--- Information ---

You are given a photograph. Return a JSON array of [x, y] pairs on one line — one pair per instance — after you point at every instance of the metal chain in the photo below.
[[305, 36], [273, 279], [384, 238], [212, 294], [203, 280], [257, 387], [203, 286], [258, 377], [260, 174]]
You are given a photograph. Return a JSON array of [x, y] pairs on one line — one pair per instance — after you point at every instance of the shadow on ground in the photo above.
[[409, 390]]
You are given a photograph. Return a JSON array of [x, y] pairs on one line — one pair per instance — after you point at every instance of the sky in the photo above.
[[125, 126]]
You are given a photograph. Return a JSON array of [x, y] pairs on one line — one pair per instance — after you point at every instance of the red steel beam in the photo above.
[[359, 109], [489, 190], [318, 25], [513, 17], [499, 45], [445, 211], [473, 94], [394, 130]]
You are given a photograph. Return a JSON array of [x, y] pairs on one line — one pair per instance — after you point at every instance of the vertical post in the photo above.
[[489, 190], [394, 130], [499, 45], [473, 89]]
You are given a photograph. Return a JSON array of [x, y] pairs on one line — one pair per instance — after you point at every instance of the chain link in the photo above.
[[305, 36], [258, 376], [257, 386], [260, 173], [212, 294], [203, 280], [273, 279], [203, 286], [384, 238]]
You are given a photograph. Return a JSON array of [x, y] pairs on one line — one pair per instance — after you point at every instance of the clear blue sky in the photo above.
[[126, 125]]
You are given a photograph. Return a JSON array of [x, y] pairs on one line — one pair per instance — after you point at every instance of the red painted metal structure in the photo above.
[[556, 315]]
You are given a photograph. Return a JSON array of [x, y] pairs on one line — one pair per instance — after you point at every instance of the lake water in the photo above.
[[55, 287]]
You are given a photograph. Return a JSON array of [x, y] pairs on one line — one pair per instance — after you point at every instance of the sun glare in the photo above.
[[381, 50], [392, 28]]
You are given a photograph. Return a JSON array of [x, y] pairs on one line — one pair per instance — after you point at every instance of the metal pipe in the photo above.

---

Line by line, please copy the listing exactly.

You are given a photograph. Return a JSON array of [x, y] pairs on one line — one pair per instance — after you point at every instance of the metal chain in the photo below.
[[305, 36], [273, 279], [384, 238], [212, 294], [203, 280], [257, 387], [203, 286], [258, 377], [260, 174]]
You are given a photograph. Return a JSON array of [x, y] pairs on one line — one pair per instance — after you point at every instance of the shadow on ground in the photo above.
[[409, 390]]
You are given a photograph. Return a JSON array of [x, y] pairs on one line — one pair per instance — after you point at every instance of the sky in the photo above.
[[125, 126]]
You are given a photograph. Return a JSON array of [x, y] pairs on one line — one pair per instance — after you point at every instance of the red steel beam in the photo above.
[[359, 109], [489, 190], [318, 25], [513, 17], [499, 45], [445, 211], [473, 94], [394, 130]]
You are given a photograph. Return a JSON array of [x, y] pairs on one line — one pair per instance — after you point at every instance of the vertical post in the photo above.
[[489, 190], [394, 130], [499, 45], [473, 89]]
You are given a photograph. Return a JSON array of [x, y] pairs on one line — one pair per instance — after you point at every instance of the chain link in the photo above.
[[305, 36], [258, 376], [257, 386], [260, 173], [212, 294], [203, 280], [273, 279], [203, 286], [384, 238]]
You are given a photograph. Return a JSON array of [x, y] pairs on one line — one pair per instance — after you point at every instance of the clear blue sky in the photo above.
[[126, 125]]
You are given a photograph. Return a JSON array of [x, y] pairs on one line — one pair per instance — after you point at every instance of the red painted metal structure in the photo above.
[[556, 315]]
You are given a photograph. Return a JSON array of [x, y] pairs on one line — one pair per instance — after you point at every instance of the lake water in the photo above.
[[55, 287]]
You are given a photograph. Return a JSON array of [x, y] pairs on one line — one pair per instance — after you point at every instance of the sun glare in the photo above.
[[381, 50], [392, 28]]
You are given a photograph. Return a JSON array of [x, y] pairs on one line — one pair per instance — after you point at every instance of the metal pipe in the photo above.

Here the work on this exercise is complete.